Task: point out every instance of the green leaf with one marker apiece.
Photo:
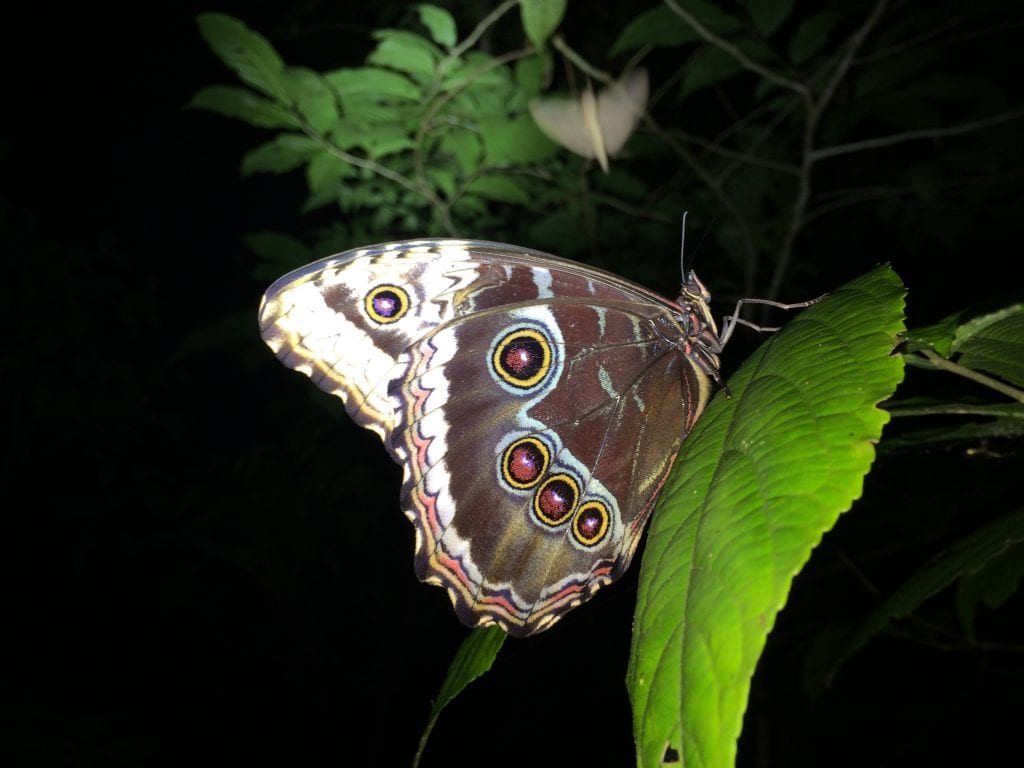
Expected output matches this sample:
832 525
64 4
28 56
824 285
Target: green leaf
439 24
514 141
311 96
284 154
247 52
475 656
761 478
968 556
325 174
383 84
502 188
768 15
404 51
812 35
997 581
994 343
938 336
465 147
540 18
242 103
530 74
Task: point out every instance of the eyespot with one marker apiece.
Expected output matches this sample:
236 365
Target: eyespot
556 499
524 463
522 357
591 523
386 304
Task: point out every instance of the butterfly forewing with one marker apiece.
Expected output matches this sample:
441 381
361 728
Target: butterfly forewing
536 406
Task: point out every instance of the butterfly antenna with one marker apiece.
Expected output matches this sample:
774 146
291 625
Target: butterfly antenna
682 248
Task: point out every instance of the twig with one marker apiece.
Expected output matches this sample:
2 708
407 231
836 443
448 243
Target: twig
943 365
895 138
734 51
815 109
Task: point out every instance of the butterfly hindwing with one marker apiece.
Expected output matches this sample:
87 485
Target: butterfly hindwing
536 407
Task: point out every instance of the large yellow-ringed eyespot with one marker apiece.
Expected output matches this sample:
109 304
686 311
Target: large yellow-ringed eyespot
522 357
556 499
591 522
524 462
386 303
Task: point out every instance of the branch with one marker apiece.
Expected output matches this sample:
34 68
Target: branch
734 51
895 138
815 109
968 373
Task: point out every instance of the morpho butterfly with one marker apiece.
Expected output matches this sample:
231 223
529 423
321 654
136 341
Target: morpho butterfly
536 406
594 126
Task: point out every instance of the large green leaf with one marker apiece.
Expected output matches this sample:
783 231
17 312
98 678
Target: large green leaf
242 103
475 655
994 343
246 51
762 477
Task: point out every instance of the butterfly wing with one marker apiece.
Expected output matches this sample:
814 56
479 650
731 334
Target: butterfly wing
594 126
535 404
620 108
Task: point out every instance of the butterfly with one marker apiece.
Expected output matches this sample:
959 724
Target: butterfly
536 406
594 126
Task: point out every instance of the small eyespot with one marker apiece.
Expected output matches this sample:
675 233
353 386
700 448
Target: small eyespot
591 523
386 304
522 357
555 500
524 463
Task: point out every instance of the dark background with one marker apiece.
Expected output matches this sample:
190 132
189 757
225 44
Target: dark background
208 562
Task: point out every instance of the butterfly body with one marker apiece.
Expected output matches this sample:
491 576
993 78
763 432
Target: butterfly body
536 406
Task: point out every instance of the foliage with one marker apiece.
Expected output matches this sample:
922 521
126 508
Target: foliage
760 117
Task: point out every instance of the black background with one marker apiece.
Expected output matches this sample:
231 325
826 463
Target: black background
208 561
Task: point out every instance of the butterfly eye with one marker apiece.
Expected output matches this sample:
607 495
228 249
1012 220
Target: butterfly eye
556 499
386 304
524 463
522 357
591 523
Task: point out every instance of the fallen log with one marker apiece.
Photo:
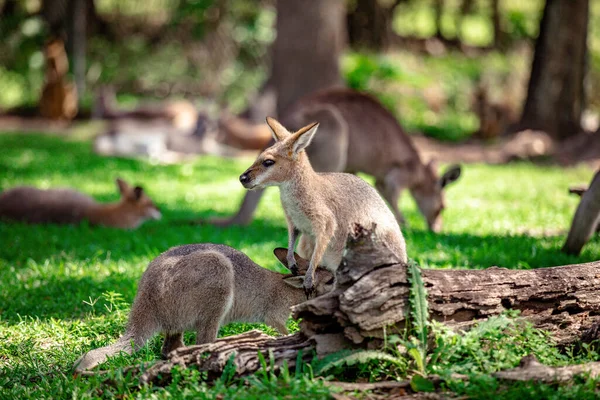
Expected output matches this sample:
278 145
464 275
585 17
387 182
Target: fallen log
586 220
373 295
371 300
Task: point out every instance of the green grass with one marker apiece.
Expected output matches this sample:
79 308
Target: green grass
67 289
----------------
__Exercise task__.
Put every one of the lines above into a Markdown table with the columns Row and Line, numbering the rows and skipping blank lines. Leave the pictures out of the table.

__Exercise solution__.
| Row | Line |
|---|---|
| 1 | Task: point out every instance of the green leaf with one marker apiece. |
| 2 | Photo: |
| 3 | Expected output matches this sample: |
| 4 | 832 525 |
| 5 | 64 4 |
| 6 | 28 56 |
| 7 | 824 285 |
| 8 | Target: green leaf |
| 9 | 439 24 |
| 10 | 514 141 |
| 11 | 311 96 |
| 12 | 284 154 |
| 13 | 247 52 |
| 14 | 475 656 |
| 15 | 761 478 |
| 16 | 968 556 |
| 17 | 325 174 |
| 18 | 383 84 |
| 19 | 502 188 |
| 20 | 768 15 |
| 21 | 404 51 |
| 22 | 812 35 |
| 23 | 997 581 |
| 24 | 994 343 |
| 25 | 938 336 |
| 26 | 465 147 |
| 27 | 540 18 |
| 28 | 242 103 |
| 29 | 530 74 |
| 30 | Task: point out every instance of the eyespot with one marker apiece. |
| 31 | Expected output matches this sample: |
| 32 | 236 365 |
| 33 | Target: eyespot |
| 34 | 556 499 |
| 35 | 524 463 |
| 36 | 522 357 |
| 37 | 591 523 |
| 38 | 386 304 |
| 39 | Task: point out every instance of the butterfly forewing with one marker apiece. |
| 40 | Expected output matches this sample: |
| 41 | 441 381 |
| 42 | 361 728 |
| 43 | Target: butterfly forewing |
| 44 | 536 406 |
| 45 | Task: point out every instance of the butterfly antenna with one marker apiece. |
| 46 | Expected output matches this sample: |
| 47 | 774 146 |
| 48 | 291 625 |
| 49 | Target: butterfly antenna |
| 50 | 682 248 |
| 51 | Task: point out every instance of the twig with one marker apiece. |
| 52 | Expected output matches this sample: |
| 53 | 2 708 |
| 54 | 407 231 |
| 55 | 836 443 |
| 56 | 448 243 |
| 57 | Target: twig |
| 58 | 943 365 |
| 59 | 895 138 |
| 60 | 734 51 |
| 61 | 815 109 |
| 62 | Task: point out every instance of the butterfly hindwing with one marker apiece. |
| 63 | Expected output matches this sample: |
| 64 | 87 485 |
| 65 | Target: butterfly hindwing |
| 66 | 536 407 |
| 67 | Task: point out every instance of the large yellow-ringed eyespot with one marker apiece. |
| 68 | Expected output matches this sample: |
| 69 | 109 304 |
| 70 | 686 311 |
| 71 | Target: large yellow-ringed eyespot |
| 72 | 522 357 |
| 73 | 556 499 |
| 74 | 591 522 |
| 75 | 524 462 |
| 76 | 386 303 |
| 77 | Task: point out every instance of the branch with one marker apiece. |
| 78 | Expected output matches this sample: |
| 79 | 34 68 |
| 80 | Target: branch |
| 81 | 734 51 |
| 82 | 895 138 |
| 83 | 815 109 |
| 84 | 968 373 |
| 85 | Task: point out every instance of the morpho butterfly with one marker apiece. |
| 86 | Expected output matches this sample: |
| 87 | 231 223 |
| 88 | 529 423 |
| 89 | 321 654 |
| 90 | 136 341 |
| 91 | Target: morpho butterfly |
| 92 | 536 406 |
| 93 | 594 126 |
| 94 | Task: point out every instance of the large green leaf with one marker apiece. |
| 95 | Expected output matches this sample: |
| 96 | 783 231 |
| 97 | 17 312 |
| 98 | 98 678 |
| 99 | Target: large green leaf |
| 100 | 242 103 |
| 101 | 475 655 |
| 102 | 994 343 |
| 103 | 246 51 |
| 104 | 762 477 |
| 105 | Task: point out every instance of the butterfly wing with one marker apiece. |
| 106 | Expected output matches this sample: |
| 107 | 814 56 |
| 108 | 479 650 |
| 109 | 731 334 |
| 110 | Target: butterfly wing |
| 111 | 594 126 |
| 112 | 535 404 |
| 113 | 620 108 |
| 114 | Task: point out every instance of the butterfly with one marker apiece. |
| 115 | Expected output matches this sample: |
| 116 | 959 724 |
| 117 | Target: butterfly |
| 118 | 536 406 |
| 119 | 594 126 |
| 120 | Task: point out every instance of the small eyespot with one marker apiece. |
| 121 | Expected output matches this sample: |
| 122 | 675 233 |
| 123 | 353 386 |
| 124 | 700 448 |
| 125 | Target: small eyespot |
| 126 | 591 523 |
| 127 | 386 304 |
| 128 | 522 357 |
| 129 | 555 500 |
| 130 | 524 463 |
| 131 | Task: point out every instance of the dark background with one marker apiece. |
| 132 | Expected output matches this sample: |
| 133 | 190 132 |
| 134 | 189 757 |
| 135 | 225 44 |
| 136 | Target: dark background |
| 137 | 208 562 |
| 138 | Task: point out every instance of the butterfly body with one marker apiece. |
| 139 | Expected output matches this sample: |
| 140 | 491 576 |
| 141 | 993 78 |
| 142 | 763 432 |
| 143 | Target: butterfly body |
| 144 | 536 406 |
| 145 | Task: point out every instance of the foliage with one marker apiece. |
| 146 | Expected output matches this sample: |
| 147 | 922 521 |
| 148 | 126 508 |
| 149 | Target: foliage |
| 150 | 760 117 |
| 151 | Task: point out every instance of the black background with one marker apiece. |
| 152 | Expected output matches this sample: |
| 153 | 231 325 |
| 154 | 826 463 |
| 155 | Target: black background |
| 156 | 208 561 |
| 157 | Task: point out every instance of the butterfly eye with one marker apiece. |
| 158 | Expected output matches this sample: |
| 159 | 607 495 |
| 160 | 228 249 |
| 161 | 1012 220 |
| 162 | Target: butterfly eye |
| 163 | 556 499 |
| 164 | 386 304 |
| 165 | 524 463 |
| 166 | 522 357 |
| 167 | 591 523 |
| 168 | Task: point out every instance of the fallen log with one marker apiece. |
| 169 | Photo: |
| 170 | Expected output matches this sample: |
| 171 | 278 145 |
| 172 | 464 275 |
| 173 | 585 17 |
| 174 | 387 182 |
| 175 | Target: fallen log |
| 176 | 586 220 |
| 177 | 373 295 |
| 178 | 371 300 |
| 179 | Task: point out every instance of the green grass with one marker apiece. |
| 180 | Expected output matches this sample: |
| 181 | 79 308 |
| 182 | Target: green grass |
| 183 | 67 289 |